[Source data]
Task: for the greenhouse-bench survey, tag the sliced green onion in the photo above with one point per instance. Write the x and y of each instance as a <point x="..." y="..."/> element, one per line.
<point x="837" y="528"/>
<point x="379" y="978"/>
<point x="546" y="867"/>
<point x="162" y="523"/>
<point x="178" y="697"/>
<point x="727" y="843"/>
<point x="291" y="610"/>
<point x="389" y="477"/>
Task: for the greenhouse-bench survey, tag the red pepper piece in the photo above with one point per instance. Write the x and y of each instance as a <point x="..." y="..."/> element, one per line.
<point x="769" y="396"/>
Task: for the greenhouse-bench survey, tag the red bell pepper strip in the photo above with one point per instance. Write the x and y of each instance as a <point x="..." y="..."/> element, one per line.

Your assignment: Please transcribe exactly the line containing "Task: for the greenhouse-bench survey, tag the red pepper" and every line after it through the end of the records, and nothing else.

The completed task:
Task: for the greenhouse-bench survey, tag the red pepper piece in the photo above with one point per instance. Write the x and y of each instance as a <point x="..." y="..."/> element, one per line.
<point x="769" y="396"/>
Task: for the greenhouse-bench survey, tag the red bell pepper strip in the photo above with one point per instance. Write the x and y of each instance as a <point x="..." y="..."/> element, one per line.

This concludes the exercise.